* [Problem statement] Which lines of the entries contain the word "Reviewer"? Please list them.

--- START ---

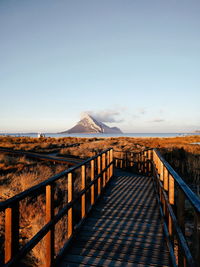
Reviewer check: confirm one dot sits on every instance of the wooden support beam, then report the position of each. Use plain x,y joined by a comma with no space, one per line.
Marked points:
49,216
70,211
197,238
83,202
171,190
92,178
165,178
103,168
107,163
181,222
11,232
161,170
111,160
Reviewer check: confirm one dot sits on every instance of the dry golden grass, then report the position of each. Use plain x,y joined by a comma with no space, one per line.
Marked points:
19,173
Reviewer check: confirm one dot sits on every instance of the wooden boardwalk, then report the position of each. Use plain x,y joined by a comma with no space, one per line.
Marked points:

--- END ---

* [Written answer]
Reviewer check: confirm one dot sits on every instance of the wooden support beam, then report the position of each. Use plain x,y joined by a comma with no space, one per line.
Reviewer check: confirm one dot sits on every instance of the dry golden grass, then report the position of each. Use plain x,y joined by a comma with no space, one per line.
Reviewer check: confirm one dot sits on every instance of the wooden boardwalk, then report the position of each. Use plain x,y joined by a comma with no space, one per line.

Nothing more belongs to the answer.